▸ EXERCISE INSTRUCTIONS: Go to the line containing "Target: metal cooling rack" in the records below and print it and every following line exactly, on through the line containing "Target: vertical fence bar", then stop.

Saved entries:
<<<<

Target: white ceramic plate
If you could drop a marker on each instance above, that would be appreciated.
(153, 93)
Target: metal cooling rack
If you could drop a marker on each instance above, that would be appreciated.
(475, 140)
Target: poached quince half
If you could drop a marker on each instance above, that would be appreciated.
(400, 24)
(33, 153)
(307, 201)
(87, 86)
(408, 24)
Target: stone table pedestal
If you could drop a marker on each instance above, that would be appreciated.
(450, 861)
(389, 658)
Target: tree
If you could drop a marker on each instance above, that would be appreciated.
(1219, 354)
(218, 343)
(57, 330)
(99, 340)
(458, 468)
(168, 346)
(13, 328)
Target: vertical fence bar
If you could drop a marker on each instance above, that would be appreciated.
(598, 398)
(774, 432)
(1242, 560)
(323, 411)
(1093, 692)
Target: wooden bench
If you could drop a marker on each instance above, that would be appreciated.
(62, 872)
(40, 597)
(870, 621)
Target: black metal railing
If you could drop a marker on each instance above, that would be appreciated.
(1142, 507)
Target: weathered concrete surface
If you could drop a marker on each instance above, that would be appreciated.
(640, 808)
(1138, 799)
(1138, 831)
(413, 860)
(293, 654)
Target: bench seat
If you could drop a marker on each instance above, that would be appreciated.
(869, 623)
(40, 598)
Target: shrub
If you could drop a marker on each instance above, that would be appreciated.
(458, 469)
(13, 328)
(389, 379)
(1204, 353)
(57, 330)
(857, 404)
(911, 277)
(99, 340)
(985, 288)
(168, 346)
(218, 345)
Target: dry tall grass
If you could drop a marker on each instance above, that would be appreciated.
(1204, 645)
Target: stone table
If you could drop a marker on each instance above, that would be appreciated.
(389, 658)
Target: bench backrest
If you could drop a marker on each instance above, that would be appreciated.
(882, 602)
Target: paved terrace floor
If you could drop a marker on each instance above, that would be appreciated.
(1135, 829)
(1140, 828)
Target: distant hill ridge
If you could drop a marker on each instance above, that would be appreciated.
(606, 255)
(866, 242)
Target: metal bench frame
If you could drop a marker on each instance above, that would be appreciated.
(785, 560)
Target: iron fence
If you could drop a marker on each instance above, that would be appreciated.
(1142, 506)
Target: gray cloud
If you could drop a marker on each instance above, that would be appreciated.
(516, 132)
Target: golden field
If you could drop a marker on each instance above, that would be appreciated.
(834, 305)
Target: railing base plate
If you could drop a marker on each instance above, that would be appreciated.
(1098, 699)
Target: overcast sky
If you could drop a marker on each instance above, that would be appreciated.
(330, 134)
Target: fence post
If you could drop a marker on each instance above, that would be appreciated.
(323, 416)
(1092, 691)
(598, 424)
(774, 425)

>>>>

▸ ANSWER SECTION:
Target: metal cooling rack
If you could drop a marker on each instance above, that would be appreciated.
(475, 140)
Target: poached quince half
If you could drop a marker on each instance above, that would be appreciated.
(400, 24)
(33, 153)
(307, 201)
(87, 86)
(408, 24)
Target: stone table pedestal
If you could drop a marker on each instance above, that would be appreciated.
(450, 861)
(389, 658)
Target: tree
If you could drop a marker on each instance above, that would be appreciated.
(1219, 354)
(218, 343)
(57, 330)
(99, 340)
(458, 468)
(168, 346)
(13, 328)
Target: vertical fence bar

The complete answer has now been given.